Consigne: D'après le texte source ci-dessous, quelle proportion des cas de grippe ont été mortels selon les données de l'Organisation mondiale de la santé ?

Texte source:

Le principe de l'immunisation naturelle par contact avec une personne porteuse d'un virus a fleuri dans les pays anglo-saxons autour de la varicelle ("chickenpox"). Les "chickenpox parties" se sont développées jusque dans les années 1990, alors qu'il n'y avait pas de vaccin contre la maladie: des goûters rassemblaient des enfants autour du patient porteur des vésicules qui signent l'infection par le virus de la famille de l'herpès. L'idée a persisté en particulier chez les familles hostiles aux vaccins ou bien chez ceux qui pensent que l'immunité naturelle est plus forte que celle découlant d'un produit conçu en laboratoire. Elle continue d'être propagée par des sites Internet, y compris pour la grippe. Ses promoteurs mettent notamment en avant un livre, The Great Influenza, de John M.Barry, publié en 2004, qui relate que les personnes ayant contracté la grippe espagnole en 1918, lors d'une première vague relativement modérée au printemps, avaient été protégées lors des deux épisodes beaucoup plus sévères qui se sont succédé au cours de l'hiver.
Directeur des Centres de contrôle et de prévention des maladies américains (CDC), Richard Besser affirme à propos des"swine flu parties"que "ce serait une grosse erreur de faire prendre des risques à des individus et à des enfants. Il s'agit d'une maladie nouvelle, émergente, et nous en apprenons davantage sur elle chaque jour".
Allant dans le même sens, le professeur Flahault estime que "nous ne sommes pas très au clair sur la virulence du virus A (H1N1). En France, par exemple, les données des certificats de mortalité ne rendent compte que très partiellement du nombre de décès provoqués par la grippe, qu'elle soit saisonnière ou qu'il s'agisse du nouveau virus". La plupart du temps, seules les complications infectieuses de la grippe (pneumonie, bronchite…) apparaissent sur le document.
Attraper délibérément la grippe n'est pas anodin. Même si les spécialistes s'accordent à dire que les chiffres officiels de cas confirmés et de décès sont loin de refléter la réalité, les données de l'Organisation mondiale de la santé (OMS) montrent que 4,5 cas sur mille ont été mortels. "Si attraper la grippe à tout prix était un médicament, accepterait-on que celui-ci entraîne la mort à ce rythme-là ?", interroge le docteur Jean-Marie Cohen, coordinateur national du réseau des Groupes régionaux d'observation de la grippe (GROG).

Entrées enregistrées du jeu de données:
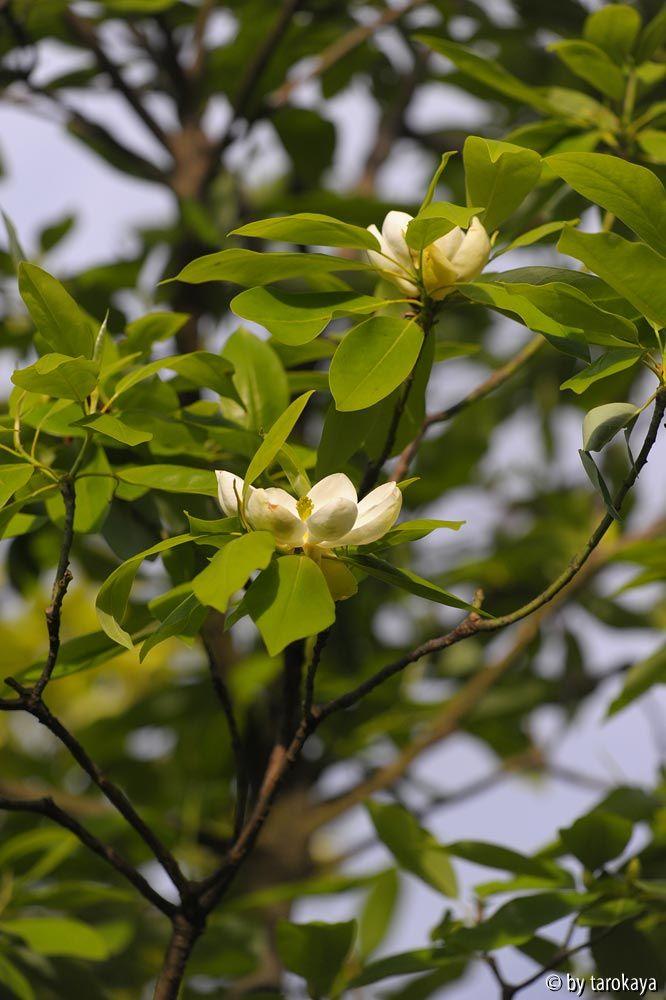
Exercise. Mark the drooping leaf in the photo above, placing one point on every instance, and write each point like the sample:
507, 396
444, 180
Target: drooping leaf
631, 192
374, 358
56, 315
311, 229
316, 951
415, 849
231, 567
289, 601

...

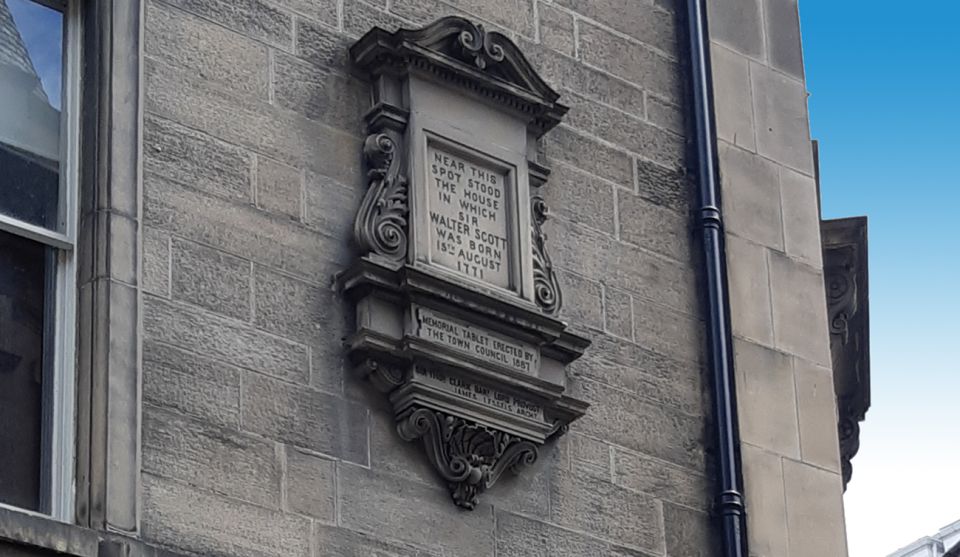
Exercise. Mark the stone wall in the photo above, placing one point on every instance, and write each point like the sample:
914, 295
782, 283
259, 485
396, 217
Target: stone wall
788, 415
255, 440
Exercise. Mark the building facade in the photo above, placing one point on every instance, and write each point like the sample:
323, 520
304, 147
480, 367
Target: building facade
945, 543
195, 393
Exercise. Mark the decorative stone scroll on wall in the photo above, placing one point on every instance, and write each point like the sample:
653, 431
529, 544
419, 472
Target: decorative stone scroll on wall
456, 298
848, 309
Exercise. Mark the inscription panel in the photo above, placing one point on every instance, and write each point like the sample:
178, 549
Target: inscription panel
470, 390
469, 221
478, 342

Réponse: 4,5 cas sur mille ont été mortels.